◆ Text ◆
━━━━━━━━━━━━━━━━━━━━
# Email Topic Classification

Train various classifiers to distinguish between topics based on their text. Each document will be represented with by a "bag-of-words" model resulting in sparse feature vectors. 

In [2]:
%matplotlib inline

# General libraries.
import re
import numpy as np
import matplotlib.pyplot as plt
import time
import pandas as pd
import sklearn

# SK-learn libraries for learning.
from sklearn.pipeline import Pipeline
from sklearn.neighbors import KNeighborsClassifier
from sklearn.linear_model import LogisticRegression
from sklearn.naive_bayes import MultinomialNB
from sklearn.grid_search import GridSearchCV

# SK-learn libraries for evaluation.
from sklearn.metrics import confusion_matrix
from sklearn import metrics
from sklearn.metrics import classification_report

# SK-learn library for importing the newsgroup data.
from sklearn.datasets import fetch_20newsgroups

# SK-learn libraries for feature extraction from text.
from sklearn.feature_extraction.text import *

pd.options.display.max_rows = 100
print sklearn.__version__
print np.__version__

0.19.2
1.15.3


Load the data and strip out the metadata so that the calssifiers only use textual features. By default, newsgroups data is split into train and test sets. I will further split the test so I have a dev set. For simplicity, only using four categories from the set for this project

In [None]:
labels = ['alt.atheism', 'talk.religion.misc', 'comp.graphics', 'sci.space']
newsgroups_train = fetch_20newsgroups(subset='train',
                                      remove=('headers', 'footers', 'quotes'),
                                      categories=labels)
━━━━━━━━━━━━━━━━━━━━
◆ Directives ◆
[A] Please summarize the notebook in two sentences.
[B] Answer these questions from the notebook:
(i) What sklearn version is printed?
(ii) Which four categories are listed in `labels`?
(iii) Which set is split further to make a dev set?
Use only the notebook text for the answers.

◆ Recorded information ◆
━━━━━━━━━━━━━━━━━━━━
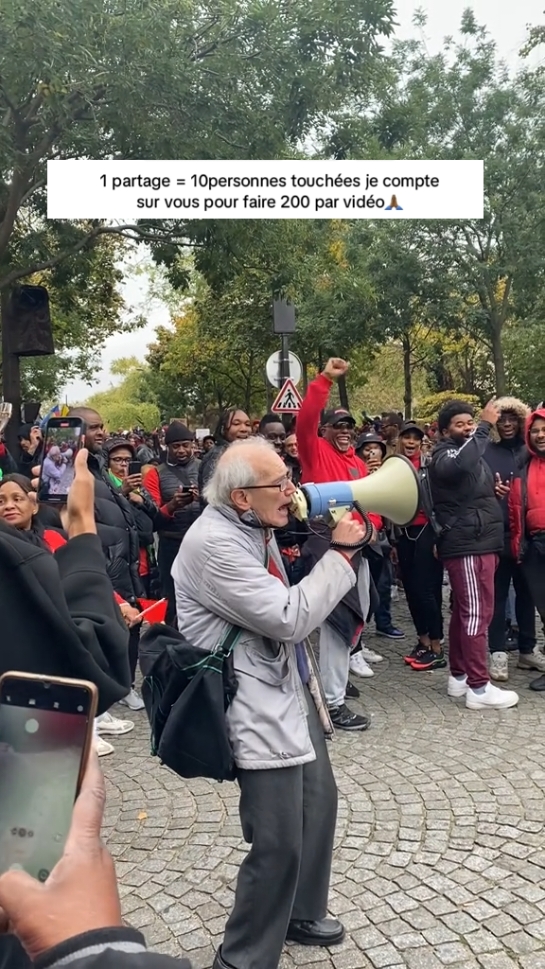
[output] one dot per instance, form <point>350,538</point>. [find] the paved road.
━━━━━━━━━━━━━━━━━━━━
◆ Outputs for the tasks ◆
[A] The notebook trains various classifiers to tell topics apart from their text, with each document represented by a bag-of-words model that yields sparse feature vectors. It loads the newsgroups data with the metadata stripped so the classifiers use only textual features, splits the test set further to create a dev set, and uses only four categories for simplicity.

[B]
(i) 0.19.2
(ii) 'alt.atheism', 'talk.religion.misc', 'comp.graphics', 'sci.space'
(iii) The test set